__OBJECTIF A__
Reproduisez mot pour mot le passage du texte sur le soutien aux PME qui va de « Dans une PME, par » jusqu'à « nécessité de formation. ».

__TEXTE PRÉSENTÉ__

Ensuite un accompagnement serait proposé pour une protection de l’idée : dépôt de brevet. Enfin, une mise en relation se ferait avec des entreprises industrielles pour la fabrication et commerciales pour la distribution.
Ce type de structure peut difficilement relever du privé, sauf à conduire à la perte du projet par son concepteur. Il s’agit d’apporter une aide, mais sans vouloir accaparer une idée. Les collectivités locales pourraient jouer un rôle moteur pour créer des centres de ce type.
3) Aides à la formation
Les chefs d’entreprise se doivent d’être compétents dans tous les domaines, ce qui est extrêmement difficile. Dans une grande entreprise, les compétences sont partagées entre plusieurs personnes, chacune étant spécialisée dans son domaine.
Dans une PME, par manque de moyens, l’entreprise ne peut embaucher des spécialistes, et le chef d’entreprise cumule tous les domaines de compétence.
En général, il est issu d’une formation, soit technique, soit commerciale, soit de gestion. Il a par conséquent des lacunes naturelles pour l’ensemble des connaissances qu’il se doit d’assumer. Cela peut se faire ressentir sur le
fonctionnement et le développement de l’entreprise. D’où la nécessité de formation.
Beaucoup d’organismes de formation proposent des stages et séminaires en tout genre, et une offre importante existe sur le marché. Mais tout cela a un coût, que la PME ne peut pas toujours supporter.

__OBJECTIF B__
Relevez toutes les lignes des enregistrements ci-dessous où figure le mot « story ».

__ENREGISTREMENTS PRÉSENTÉS__
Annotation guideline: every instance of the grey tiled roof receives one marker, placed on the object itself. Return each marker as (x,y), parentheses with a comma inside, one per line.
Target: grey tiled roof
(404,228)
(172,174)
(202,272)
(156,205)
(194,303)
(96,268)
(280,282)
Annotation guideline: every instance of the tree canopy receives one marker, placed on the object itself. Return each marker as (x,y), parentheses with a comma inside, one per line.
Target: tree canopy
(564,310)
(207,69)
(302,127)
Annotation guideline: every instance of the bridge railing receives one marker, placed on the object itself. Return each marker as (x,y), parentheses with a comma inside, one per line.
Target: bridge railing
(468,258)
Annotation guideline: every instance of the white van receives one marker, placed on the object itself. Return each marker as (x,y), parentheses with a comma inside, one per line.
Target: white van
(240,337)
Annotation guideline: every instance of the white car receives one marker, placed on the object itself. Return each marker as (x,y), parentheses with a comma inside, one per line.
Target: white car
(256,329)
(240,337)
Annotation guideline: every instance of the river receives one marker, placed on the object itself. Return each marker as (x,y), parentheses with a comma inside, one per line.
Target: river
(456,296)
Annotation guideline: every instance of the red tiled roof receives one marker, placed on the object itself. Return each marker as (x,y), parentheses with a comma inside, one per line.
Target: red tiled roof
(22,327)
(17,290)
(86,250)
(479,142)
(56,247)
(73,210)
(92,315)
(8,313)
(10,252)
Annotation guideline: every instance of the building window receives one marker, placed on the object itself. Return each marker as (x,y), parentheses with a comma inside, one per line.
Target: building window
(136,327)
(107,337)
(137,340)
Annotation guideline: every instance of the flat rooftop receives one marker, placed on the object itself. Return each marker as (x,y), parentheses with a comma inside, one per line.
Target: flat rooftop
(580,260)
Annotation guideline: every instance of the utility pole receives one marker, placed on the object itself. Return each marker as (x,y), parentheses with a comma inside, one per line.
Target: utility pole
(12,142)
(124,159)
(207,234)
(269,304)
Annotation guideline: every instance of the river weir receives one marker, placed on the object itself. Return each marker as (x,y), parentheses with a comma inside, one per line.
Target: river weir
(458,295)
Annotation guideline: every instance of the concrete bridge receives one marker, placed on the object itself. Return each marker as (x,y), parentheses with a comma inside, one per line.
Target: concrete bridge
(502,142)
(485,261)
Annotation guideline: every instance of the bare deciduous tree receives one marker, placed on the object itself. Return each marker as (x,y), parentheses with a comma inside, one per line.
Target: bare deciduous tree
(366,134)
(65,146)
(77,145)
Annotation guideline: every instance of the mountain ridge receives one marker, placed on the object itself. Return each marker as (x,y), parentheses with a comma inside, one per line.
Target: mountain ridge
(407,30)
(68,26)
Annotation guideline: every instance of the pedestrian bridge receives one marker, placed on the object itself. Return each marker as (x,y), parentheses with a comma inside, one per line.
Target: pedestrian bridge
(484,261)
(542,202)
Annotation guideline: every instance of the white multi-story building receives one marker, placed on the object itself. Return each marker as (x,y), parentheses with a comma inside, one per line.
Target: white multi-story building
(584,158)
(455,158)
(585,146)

__SOLUTION DÉTAILLÉE A__
Dans une PME, par manque de moyens, l’entreprise ne peut embaucher des spécialistes, et le chef d’entreprise cumule tous les domaines de compétence.
En général, il est issu d’une formation, soit technique, soit commerciale, soit de gestion. Il a par conséquent des lacunes naturelles pour l’ensemble des connaissances qu’il se doit d’assumer. Cela peut se faire ressentir sur le
fonctionnement et le développement de l’entreprise. D’où la nécessité de formation.

__SOLUTION DÉTAILLÉE B__
Annotation guideline: every instance of the white multi-story building receives one marker, placed on the object itself. Return each marker as (x,y), parentheses with a comma inside, one per line.
Target: white multi-story building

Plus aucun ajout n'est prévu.